Given instruction
Scan the records for the line containing "Locate the dinosaur"; extract it and all later lines, verbatim, through the end, and nothing before it.
** start of Exercise material **
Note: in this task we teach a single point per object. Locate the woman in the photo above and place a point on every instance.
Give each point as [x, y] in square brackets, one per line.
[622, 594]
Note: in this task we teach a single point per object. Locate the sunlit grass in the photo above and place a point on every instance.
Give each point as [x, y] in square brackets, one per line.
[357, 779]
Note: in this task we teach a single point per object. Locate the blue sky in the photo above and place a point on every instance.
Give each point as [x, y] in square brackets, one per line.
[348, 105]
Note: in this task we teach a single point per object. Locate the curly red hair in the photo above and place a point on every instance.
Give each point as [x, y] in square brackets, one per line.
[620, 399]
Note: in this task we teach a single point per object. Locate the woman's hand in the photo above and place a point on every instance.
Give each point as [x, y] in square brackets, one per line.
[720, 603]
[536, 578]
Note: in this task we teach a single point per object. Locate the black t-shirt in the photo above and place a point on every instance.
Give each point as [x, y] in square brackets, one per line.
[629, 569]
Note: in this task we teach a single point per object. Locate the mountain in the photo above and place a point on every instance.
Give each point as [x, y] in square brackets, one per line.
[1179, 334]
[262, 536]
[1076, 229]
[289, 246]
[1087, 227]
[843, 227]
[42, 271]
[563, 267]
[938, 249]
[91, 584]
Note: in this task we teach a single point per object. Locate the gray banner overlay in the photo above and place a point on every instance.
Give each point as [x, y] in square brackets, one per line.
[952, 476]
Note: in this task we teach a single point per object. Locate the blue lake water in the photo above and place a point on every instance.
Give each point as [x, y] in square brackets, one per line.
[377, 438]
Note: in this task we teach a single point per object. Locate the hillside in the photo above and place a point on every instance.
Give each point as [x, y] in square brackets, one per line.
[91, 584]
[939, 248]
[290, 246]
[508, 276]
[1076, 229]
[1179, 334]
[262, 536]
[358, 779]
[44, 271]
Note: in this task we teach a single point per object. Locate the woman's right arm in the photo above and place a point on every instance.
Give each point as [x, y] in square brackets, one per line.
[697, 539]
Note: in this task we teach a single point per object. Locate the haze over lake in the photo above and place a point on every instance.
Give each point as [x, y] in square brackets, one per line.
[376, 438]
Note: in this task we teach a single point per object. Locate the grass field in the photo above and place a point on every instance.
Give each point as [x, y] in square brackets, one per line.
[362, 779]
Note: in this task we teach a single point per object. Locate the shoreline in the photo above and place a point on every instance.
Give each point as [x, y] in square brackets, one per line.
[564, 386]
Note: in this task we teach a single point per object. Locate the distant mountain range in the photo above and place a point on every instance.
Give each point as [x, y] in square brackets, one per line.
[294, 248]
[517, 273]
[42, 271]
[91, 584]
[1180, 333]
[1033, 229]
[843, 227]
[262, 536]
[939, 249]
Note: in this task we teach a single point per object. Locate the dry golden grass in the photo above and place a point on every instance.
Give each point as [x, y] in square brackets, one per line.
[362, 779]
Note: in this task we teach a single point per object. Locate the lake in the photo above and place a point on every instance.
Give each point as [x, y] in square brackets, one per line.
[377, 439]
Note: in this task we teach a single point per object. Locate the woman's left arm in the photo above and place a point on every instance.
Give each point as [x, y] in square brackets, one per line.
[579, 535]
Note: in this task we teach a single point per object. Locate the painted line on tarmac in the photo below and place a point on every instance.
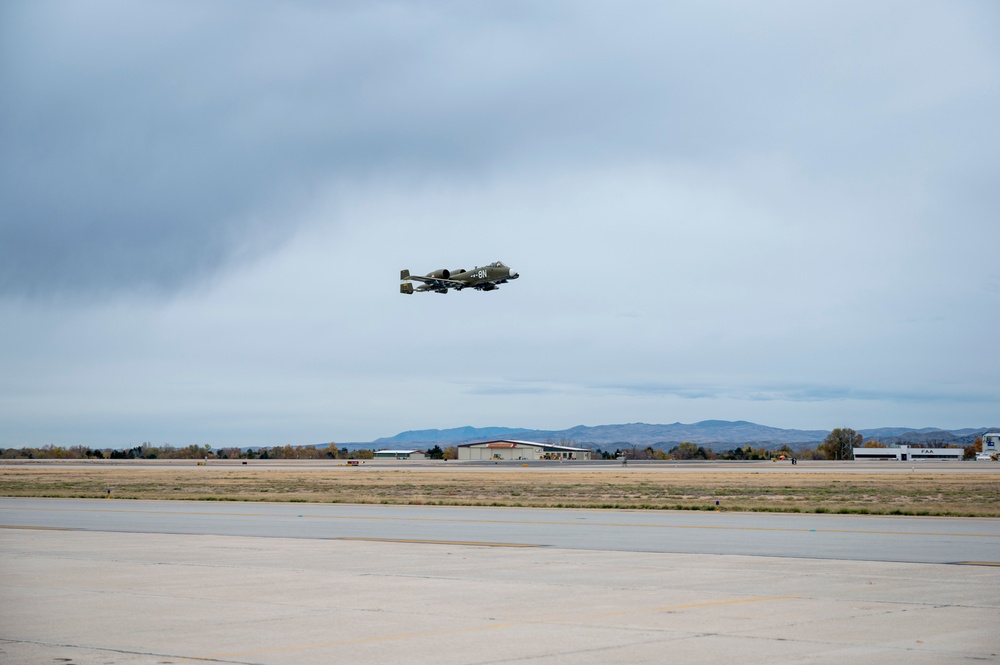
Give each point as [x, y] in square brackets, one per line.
[582, 522]
[692, 606]
[438, 542]
[374, 639]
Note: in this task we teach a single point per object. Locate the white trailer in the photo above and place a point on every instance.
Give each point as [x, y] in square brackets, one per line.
[991, 447]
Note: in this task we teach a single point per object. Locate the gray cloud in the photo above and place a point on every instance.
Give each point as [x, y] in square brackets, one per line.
[150, 146]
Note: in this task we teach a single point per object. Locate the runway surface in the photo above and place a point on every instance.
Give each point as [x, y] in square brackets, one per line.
[134, 582]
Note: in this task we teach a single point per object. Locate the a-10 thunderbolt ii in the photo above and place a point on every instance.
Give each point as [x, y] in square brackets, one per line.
[487, 278]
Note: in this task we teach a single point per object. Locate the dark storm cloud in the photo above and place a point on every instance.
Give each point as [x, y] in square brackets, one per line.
[148, 146]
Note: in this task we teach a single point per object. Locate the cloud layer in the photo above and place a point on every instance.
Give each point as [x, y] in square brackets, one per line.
[780, 213]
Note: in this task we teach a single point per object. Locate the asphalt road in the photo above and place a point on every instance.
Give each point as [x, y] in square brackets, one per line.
[858, 538]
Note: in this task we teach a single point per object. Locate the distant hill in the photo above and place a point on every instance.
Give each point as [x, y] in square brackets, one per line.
[714, 434]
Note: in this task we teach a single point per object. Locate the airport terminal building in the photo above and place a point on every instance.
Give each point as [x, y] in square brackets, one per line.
[908, 453]
[507, 449]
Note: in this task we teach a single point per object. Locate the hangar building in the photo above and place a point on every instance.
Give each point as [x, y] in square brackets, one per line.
[907, 453]
[507, 449]
[399, 454]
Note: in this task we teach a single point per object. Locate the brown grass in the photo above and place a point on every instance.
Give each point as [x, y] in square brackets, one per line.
[953, 494]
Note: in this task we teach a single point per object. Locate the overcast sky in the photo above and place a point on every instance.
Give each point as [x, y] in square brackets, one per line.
[781, 212]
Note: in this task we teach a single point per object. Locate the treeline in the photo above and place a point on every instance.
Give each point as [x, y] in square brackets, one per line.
[149, 451]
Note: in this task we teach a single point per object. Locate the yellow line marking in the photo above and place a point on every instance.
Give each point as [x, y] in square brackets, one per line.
[438, 542]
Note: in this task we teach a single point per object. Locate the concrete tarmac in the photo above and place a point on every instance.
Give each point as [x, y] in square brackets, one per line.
[79, 596]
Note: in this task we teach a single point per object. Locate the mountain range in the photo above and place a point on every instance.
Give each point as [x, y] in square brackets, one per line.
[713, 434]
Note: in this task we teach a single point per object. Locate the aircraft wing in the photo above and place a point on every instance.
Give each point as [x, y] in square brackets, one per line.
[439, 282]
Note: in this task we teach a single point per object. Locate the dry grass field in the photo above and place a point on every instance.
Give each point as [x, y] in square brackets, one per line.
[917, 493]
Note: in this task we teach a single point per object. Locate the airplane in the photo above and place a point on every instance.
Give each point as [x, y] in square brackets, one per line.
[487, 278]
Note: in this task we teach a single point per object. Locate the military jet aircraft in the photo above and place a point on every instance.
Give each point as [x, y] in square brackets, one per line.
[486, 278]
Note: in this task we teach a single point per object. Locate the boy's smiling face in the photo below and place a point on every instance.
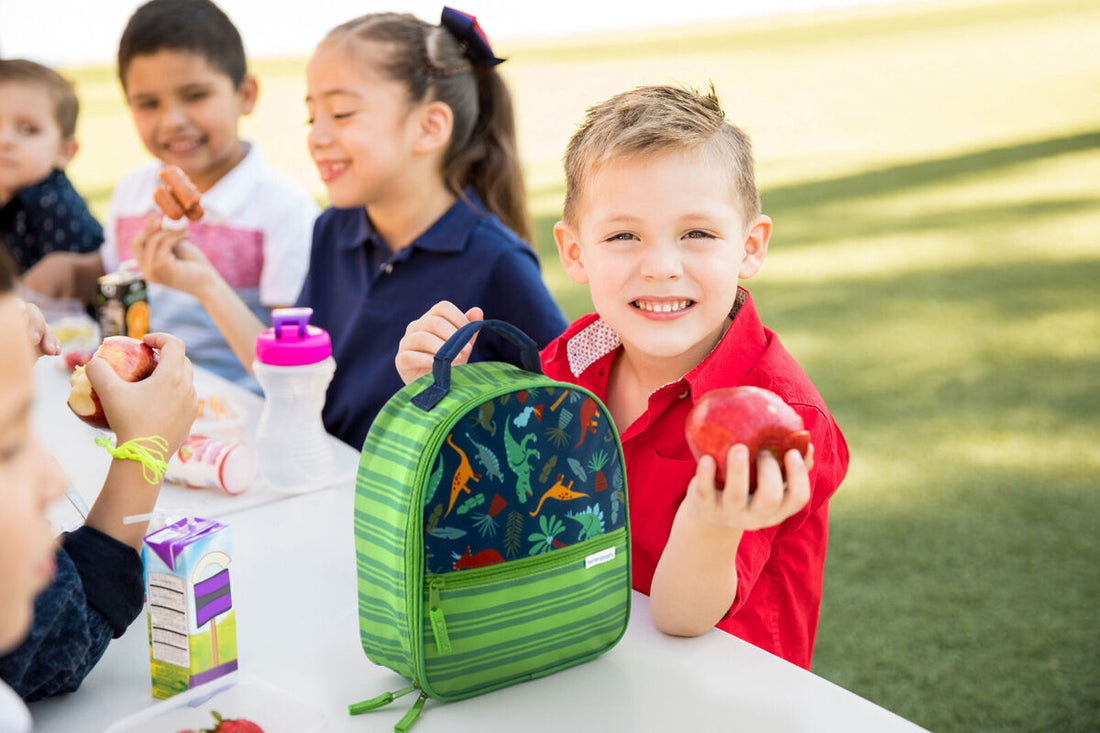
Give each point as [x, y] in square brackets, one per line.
[661, 241]
[187, 112]
[31, 142]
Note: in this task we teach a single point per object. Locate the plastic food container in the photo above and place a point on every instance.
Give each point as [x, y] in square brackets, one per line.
[235, 695]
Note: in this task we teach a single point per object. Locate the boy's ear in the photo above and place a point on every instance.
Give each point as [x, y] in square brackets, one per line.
[66, 152]
[569, 252]
[435, 122]
[248, 93]
[756, 247]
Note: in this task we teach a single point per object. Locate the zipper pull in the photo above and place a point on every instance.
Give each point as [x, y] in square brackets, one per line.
[436, 614]
[383, 699]
[406, 722]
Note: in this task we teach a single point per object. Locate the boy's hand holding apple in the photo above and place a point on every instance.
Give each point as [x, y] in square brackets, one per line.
[739, 436]
[138, 389]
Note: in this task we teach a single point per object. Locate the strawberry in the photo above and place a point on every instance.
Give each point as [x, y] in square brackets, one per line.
[230, 725]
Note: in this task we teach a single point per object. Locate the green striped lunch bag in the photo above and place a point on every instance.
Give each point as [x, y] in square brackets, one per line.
[491, 528]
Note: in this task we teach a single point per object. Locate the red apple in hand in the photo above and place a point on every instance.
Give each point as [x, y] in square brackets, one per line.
[752, 416]
[131, 359]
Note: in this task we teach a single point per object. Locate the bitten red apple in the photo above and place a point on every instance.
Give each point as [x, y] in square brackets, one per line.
[752, 416]
[131, 359]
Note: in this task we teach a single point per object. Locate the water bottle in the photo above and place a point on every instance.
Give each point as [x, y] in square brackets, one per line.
[294, 365]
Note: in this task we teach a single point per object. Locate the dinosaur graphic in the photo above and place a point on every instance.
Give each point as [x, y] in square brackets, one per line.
[463, 476]
[560, 491]
[487, 459]
[485, 416]
[519, 456]
[590, 419]
[524, 417]
[591, 521]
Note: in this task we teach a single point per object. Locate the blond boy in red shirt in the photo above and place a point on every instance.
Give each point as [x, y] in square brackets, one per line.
[662, 220]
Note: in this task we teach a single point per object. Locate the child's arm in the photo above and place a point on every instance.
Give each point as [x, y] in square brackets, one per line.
[426, 335]
[66, 275]
[166, 256]
[695, 581]
[164, 405]
[43, 339]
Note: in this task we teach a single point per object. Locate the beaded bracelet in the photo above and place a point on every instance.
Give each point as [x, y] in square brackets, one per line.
** end of Exercise material **
Correct result
Note: in this task we teach a single point per object. Locate the dinosaur graphic in the photo above and place a point on every instance.
Give each point as [x, y] in square brackets, one per line.
[463, 476]
[560, 491]
[487, 459]
[485, 416]
[519, 456]
[590, 419]
[524, 417]
[591, 521]
Note: in this task we teach a single point per object. Locate the blond boy in red shirt in the photo above and place a point on every instance.
Give each point as [x, y] in square brackets, one per line.
[662, 220]
Note: in this task we teach a single point per object. Locate the child's arm in the photo above and place a point on every instance.
Give each point as [x, y] in square brackets, one per line.
[426, 335]
[66, 275]
[166, 256]
[695, 581]
[164, 405]
[43, 339]
Note: in this task we teach a single point per object. Locate the beaded bracelet in the photo above and place a point on every instance.
Give each point as [x, y] in square brackets, one per line.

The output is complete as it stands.